Work instruction =
Return all the data exactly, keeping the pictures out.

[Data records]

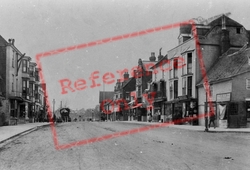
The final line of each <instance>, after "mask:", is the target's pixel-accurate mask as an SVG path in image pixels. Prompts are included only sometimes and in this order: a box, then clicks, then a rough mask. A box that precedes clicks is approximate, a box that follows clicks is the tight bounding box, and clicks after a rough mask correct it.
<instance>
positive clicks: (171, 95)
mask: <svg viewBox="0 0 250 170" xmlns="http://www.w3.org/2000/svg"><path fill="white" fill-rule="evenodd" d="M169 94H170V99H172V98H173V82H172V81H170V82H169Z"/></svg>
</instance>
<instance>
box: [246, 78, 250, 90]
mask: <svg viewBox="0 0 250 170" xmlns="http://www.w3.org/2000/svg"><path fill="white" fill-rule="evenodd" d="M246 89H247V90H250V79H246Z"/></svg>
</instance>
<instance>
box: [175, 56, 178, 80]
mask: <svg viewBox="0 0 250 170" xmlns="http://www.w3.org/2000/svg"><path fill="white" fill-rule="evenodd" d="M175 77H178V58H175V59H174V78H175Z"/></svg>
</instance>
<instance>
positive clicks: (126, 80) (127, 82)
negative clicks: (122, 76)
mask: <svg viewBox="0 0 250 170" xmlns="http://www.w3.org/2000/svg"><path fill="white" fill-rule="evenodd" d="M133 78H134V77H130V78H128V79H127V80H125V81H124V82H123V83H122V87H125V86H126V85H127V84H128V83H129V82H130V81H131V80H132V79H133Z"/></svg>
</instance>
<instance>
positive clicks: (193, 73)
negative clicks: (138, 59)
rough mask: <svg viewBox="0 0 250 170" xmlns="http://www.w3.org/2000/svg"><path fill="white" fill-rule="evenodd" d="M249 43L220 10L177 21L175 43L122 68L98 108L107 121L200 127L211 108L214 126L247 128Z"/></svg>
mask: <svg viewBox="0 0 250 170" xmlns="http://www.w3.org/2000/svg"><path fill="white" fill-rule="evenodd" d="M193 22H194V23H193ZM249 43H250V31H248V30H247V29H246V28H244V26H243V25H241V24H240V23H238V22H236V21H234V20H233V19H231V18H229V17H228V16H227V15H224V14H223V15H219V16H216V17H212V19H207V20H197V21H196V20H192V23H190V24H189V23H183V24H180V28H179V36H178V45H177V46H176V47H174V48H172V49H170V50H169V51H168V52H167V54H166V55H162V54H161V49H160V51H159V56H158V60H156V57H155V53H151V56H150V58H149V60H142V59H139V60H138V67H137V69H135V70H134V71H133V72H131V73H130V76H129V73H128V72H126V71H127V70H124V78H123V79H118V80H117V82H116V85H115V87H114V91H109V92H108V91H102V92H100V96H99V99H100V100H99V102H100V109H101V110H102V112H103V114H104V115H105V116H106V118H107V119H110V120H128V121H130V120H137V121H148V120H149V118H150V116H149V115H152V118H153V120H154V121H160V122H169V121H170V122H171V121H173V122H176V120H184V119H185V120H188V119H187V118H192V119H193V121H188V122H187V123H189V124H192V125H201V126H204V125H205V119H204V117H206V116H207V114H206V113H209V112H210V111H211V112H214V113H215V114H216V126H218V127H225V128H240V127H250V48H249ZM194 118H196V119H194ZM180 122H181V123H185V122H183V121H180ZM180 122H179V123H180Z"/></svg>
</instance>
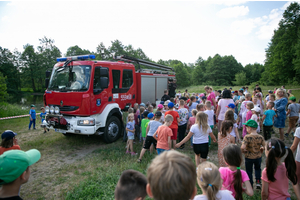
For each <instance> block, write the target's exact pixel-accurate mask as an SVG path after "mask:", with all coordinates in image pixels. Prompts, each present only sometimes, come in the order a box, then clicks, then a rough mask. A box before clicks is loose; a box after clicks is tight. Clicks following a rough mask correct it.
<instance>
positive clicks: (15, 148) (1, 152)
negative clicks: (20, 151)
mask: <svg viewBox="0 0 300 200" xmlns="http://www.w3.org/2000/svg"><path fill="white" fill-rule="evenodd" d="M13 149H16V150H21V148H20V146H19V145H14V146H12V147H10V148H3V147H0V155H2V154H3V153H4V152H5V151H9V150H13Z"/></svg>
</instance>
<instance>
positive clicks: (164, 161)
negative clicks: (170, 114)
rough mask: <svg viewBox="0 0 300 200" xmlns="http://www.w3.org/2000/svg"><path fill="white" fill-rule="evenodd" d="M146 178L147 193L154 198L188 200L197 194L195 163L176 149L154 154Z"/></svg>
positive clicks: (161, 126) (146, 189)
mask: <svg viewBox="0 0 300 200" xmlns="http://www.w3.org/2000/svg"><path fill="white" fill-rule="evenodd" d="M171 117H172V116H171ZM161 127H162V126H161ZM147 179H148V184H147V187H146V190H147V193H148V195H149V197H151V198H153V199H156V200H164V199H172V200H189V199H194V196H195V195H196V194H197V188H196V169H195V165H194V164H193V162H192V160H191V158H189V157H188V156H187V155H185V154H182V153H179V152H178V151H166V152H164V153H162V154H160V155H159V156H156V157H155V158H154V159H153V160H152V162H151V164H150V166H149V167H148V170H147Z"/></svg>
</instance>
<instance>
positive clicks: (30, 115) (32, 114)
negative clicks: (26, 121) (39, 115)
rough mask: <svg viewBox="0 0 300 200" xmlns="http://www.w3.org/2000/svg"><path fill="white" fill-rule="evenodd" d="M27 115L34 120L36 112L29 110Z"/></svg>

Answer to this exercise =
The final line of each <instance>, after "mask:", is the target's pixel-accurate mask as an SVG path in image pixels. Prompts are included only sometimes and in this order: a box, then clicks, then a rough mask. A box that precedes clicks is approximate, a box that follows clicks is the tight bounding box, and clicks after a rough mask correct it.
<instance>
positive clicks: (171, 95)
mask: <svg viewBox="0 0 250 170" xmlns="http://www.w3.org/2000/svg"><path fill="white" fill-rule="evenodd" d="M169 94H170V99H172V98H173V82H172V81H170V82H169Z"/></svg>
</instance>
<instance>
box: [246, 78, 250, 90]
mask: <svg viewBox="0 0 250 170" xmlns="http://www.w3.org/2000/svg"><path fill="white" fill-rule="evenodd" d="M246 89H247V90H250V79H246Z"/></svg>
</instance>
<instance>
box: [175, 56, 178, 80]
mask: <svg viewBox="0 0 250 170" xmlns="http://www.w3.org/2000/svg"><path fill="white" fill-rule="evenodd" d="M175 77H178V58H175V59H174V78H175Z"/></svg>
</instance>
<instance>
positive clicks: (126, 80) (127, 82)
negative clicks: (122, 76)
mask: <svg viewBox="0 0 250 170" xmlns="http://www.w3.org/2000/svg"><path fill="white" fill-rule="evenodd" d="M133 78H134V77H130V78H128V79H127V80H125V81H124V82H123V83H122V87H125V86H126V85H127V84H128V83H129V82H130V81H131V80H132V79H133Z"/></svg>
</instance>
<instance>
positive clicks: (193, 73)
negative clicks: (138, 59)
rough mask: <svg viewBox="0 0 250 170" xmlns="http://www.w3.org/2000/svg"><path fill="white" fill-rule="evenodd" d="M249 43L220 10L177 21L175 43L122 68L98 108L107 121L200 127L211 108L214 126L247 128Z"/></svg>
mask: <svg viewBox="0 0 250 170" xmlns="http://www.w3.org/2000/svg"><path fill="white" fill-rule="evenodd" d="M193 22H194V23H193ZM249 43H250V31H248V30H247V29H246V28H244V26H243V25H241V24H240V23H238V22H236V21H234V20H233V19H231V18H229V17H228V16H227V15H224V14H223V15H219V16H216V17H212V19H207V20H197V21H196V20H192V23H190V24H189V23H183V24H180V28H179V36H178V45H177V46H176V47H174V48H172V49H170V50H169V51H168V52H167V54H166V55H162V54H161V49H160V51H159V56H158V60H156V57H155V53H151V56H150V58H149V60H142V59H139V60H138V67H137V69H135V70H134V71H133V72H131V73H130V76H129V73H128V72H126V71H127V70H124V78H123V79H118V80H117V82H116V85H115V87H114V91H109V92H108V91H102V92H100V96H99V99H100V100H99V102H100V109H101V110H102V112H103V114H104V115H105V116H106V118H107V119H110V120H128V121H130V120H137V121H148V120H149V118H150V116H149V115H152V118H153V120H154V121H160V122H169V121H170V122H171V121H173V122H176V120H184V119H185V120H188V119H187V118H192V119H193V121H188V122H187V123H189V124H192V125H201V126H204V125H205V119H204V117H206V116H207V114H206V113H209V112H210V111H211V112H214V113H215V114H216V126H218V127H225V128H240V127H250V48H249ZM194 118H196V119H194ZM180 122H181V123H185V122H183V121H180ZM180 122H179V123H180Z"/></svg>
</instance>
For each <instance> block, write the target's exact pixel-accurate mask as an SVG path after "mask:", with all coordinates in image pixels. Prompts, each present only sometimes, come in the order a box, then clicks, then a rough mask. A box before clicks is loose; a box after clicks is tight. Clicks following a rough mask correct it.
<instance>
positive clicks: (15, 148) (1, 152)
negative clicks: (20, 151)
mask: <svg viewBox="0 0 300 200" xmlns="http://www.w3.org/2000/svg"><path fill="white" fill-rule="evenodd" d="M13 149H16V150H21V148H20V146H19V145H14V146H12V147H10V148H3V147H0V155H2V154H3V153H4V152H5V151H9V150H13Z"/></svg>
</instance>
<instance>
positive clicks: (164, 161)
negative clicks: (170, 114)
rough mask: <svg viewBox="0 0 300 200" xmlns="http://www.w3.org/2000/svg"><path fill="white" fill-rule="evenodd" d="M146 178L147 193L154 198L188 200L197 194L195 163L176 149L154 154Z"/></svg>
positive clicks: (161, 126) (146, 189)
mask: <svg viewBox="0 0 300 200" xmlns="http://www.w3.org/2000/svg"><path fill="white" fill-rule="evenodd" d="M171 117H172V116H171ZM161 127H162V126H161ZM147 179H148V184H147V187H146V190H147V193H148V195H149V197H151V198H153V199H156V200H164V199H172V200H189V199H194V196H195V195H196V194H197V188H196V169H195V165H194V164H193V162H192V160H191V158H189V157H188V156H187V155H185V154H182V153H179V152H178V151H166V152H164V153H162V154H160V155H159V156H156V157H155V158H154V159H153V160H152V162H151V164H150V166H149V167H148V170H147Z"/></svg>
</instance>
<instance>
positive clicks: (30, 115) (32, 114)
negative clicks: (26, 121) (39, 115)
rough mask: <svg viewBox="0 0 300 200" xmlns="http://www.w3.org/2000/svg"><path fill="white" fill-rule="evenodd" d="M27 115L34 120L36 112L29 110Z"/></svg>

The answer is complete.